• EXERCISE AIM:
Reproduce the listing below in full, swapping each occurrence of "cilantro sprig" for "coriander sprig" and leaving everything else unchanged.

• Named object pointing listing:
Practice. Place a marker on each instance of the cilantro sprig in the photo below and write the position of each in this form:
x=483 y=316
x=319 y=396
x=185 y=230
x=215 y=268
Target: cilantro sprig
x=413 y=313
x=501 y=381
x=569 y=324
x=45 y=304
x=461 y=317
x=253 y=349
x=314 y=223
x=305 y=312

• EXERCISE OUTPUT:
Practice. Place a marker on each instance of the coriander sprig in the photo below and write the position of each in this form:
x=483 y=316
x=319 y=396
x=185 y=230
x=215 y=268
Target: coriander sprig
x=413 y=313
x=501 y=381
x=569 y=324
x=45 y=304
x=461 y=317
x=253 y=349
x=314 y=223
x=305 y=312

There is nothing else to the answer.